• _REQUIRED ACTION_: For every line below, restate it exactly and drop the images.

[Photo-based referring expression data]

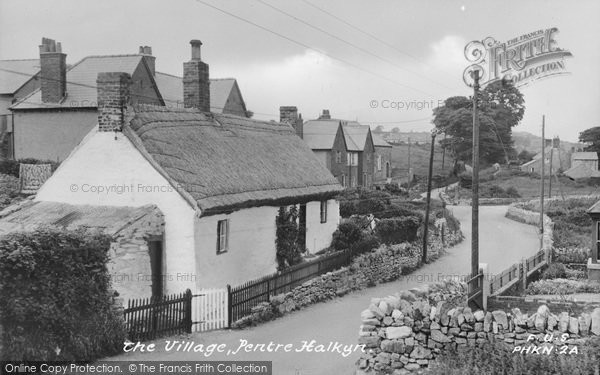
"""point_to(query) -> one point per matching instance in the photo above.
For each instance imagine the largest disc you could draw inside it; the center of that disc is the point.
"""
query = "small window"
(222, 236)
(323, 211)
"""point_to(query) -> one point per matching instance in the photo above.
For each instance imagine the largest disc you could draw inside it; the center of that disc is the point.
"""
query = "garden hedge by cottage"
(56, 297)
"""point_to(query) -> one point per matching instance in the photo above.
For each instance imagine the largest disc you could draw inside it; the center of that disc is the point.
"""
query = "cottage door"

• _EXERCISE SOLUTION_:
"""point_to(query) -> one point per matching instance in the photo above.
For each instance imagine the largest disc you could draw inside it; the center of that disc is the point.
"""
query = "small window"
(222, 236)
(323, 211)
"""point_to(query) -> one point per matching instance in the photo above.
For each instance imagine the largest disc you could draw inside it; the center of that disc is the point.
"""
query = "garden hedge by cottage"
(56, 297)
"""point_to(query) -> one point per matching instance in the photo above.
For each instance imagine the largest disc you could draw inside it; the center of that disc is the point.
"""
query = "cottage door"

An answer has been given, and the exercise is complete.